WHAT IS EXPECTED: Retype the passage on the Pedersen–Takesaki theorem from "For a normal" up to and including "to \(\omega \).", without changing a character.

PASSAGE SHOWN:

★ ★ ★

In what follows, we shall repeatedly make use of the Pedersen–Takesaki theorem, so for the reader’s convenience we state its main points here in the setup involving states. For its full version concerning weights, [10, Section 4.10] can be consulted.

For a normal state \(\varphi \) on \(\mathscr {M}\), the symbol \({\text {s}}(\varphi )\) will denote the support of \(\varphi \). If \(\omega \) is a normal faithful state on \(\mathscr {M}\), then \([D\varphi :D\omega ]_t\), \(t\in \mathbb {R}\), stands for the Connes cocycles (or, in other words, the Connes–Radon–Nikodym derivatives) of \(\varphi \) with respect to \(\omega \).

Theorem 1

(Pedersen–Takesaki). Let \(\omega \) be a faithful normal state on a von Neumann algebra \(\mathscr {M}\), and let \(\varphi \) be a normal state on \(\mathscr {M}\). The following conditions are equivalent

1. (i)

★ ★ ★

GIVEN RECORDS:
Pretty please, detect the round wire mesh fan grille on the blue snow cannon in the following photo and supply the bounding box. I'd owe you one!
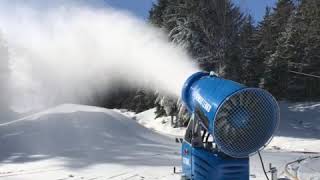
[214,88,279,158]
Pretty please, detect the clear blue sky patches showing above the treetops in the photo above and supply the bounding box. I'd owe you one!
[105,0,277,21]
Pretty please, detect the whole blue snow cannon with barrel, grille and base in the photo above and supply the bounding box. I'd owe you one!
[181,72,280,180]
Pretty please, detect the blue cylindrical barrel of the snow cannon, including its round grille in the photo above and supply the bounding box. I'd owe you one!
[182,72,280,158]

★ ★ ★

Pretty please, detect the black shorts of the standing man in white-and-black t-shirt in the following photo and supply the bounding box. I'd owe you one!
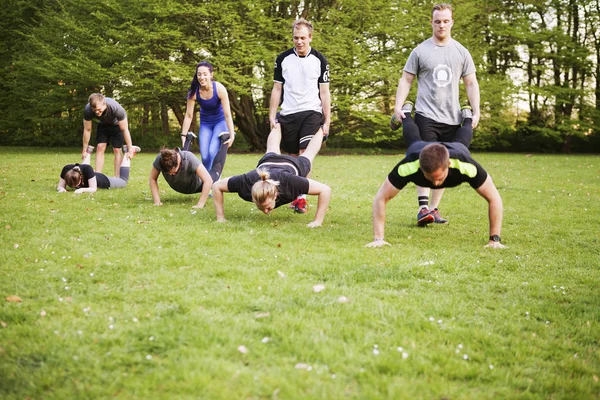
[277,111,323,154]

★ ★ ★

ANSWER BOX:
For a normal state \(\varphi \) on \(\mathscr {M}\), the symbol \({\text {s}}(\varphi )\) will denote the support of \(\varphi \). If \(\omega \) is a normal faithful state on \(\mathscr {M}\), then \([D\varphi :D\omega ]_t\), \(t\in \mathbb {R}\), stands for the Connes cocycles (or, in other words, the Connes–Radon–Nikodym derivatives) of \(\varphi \) with respect to \(\omega \).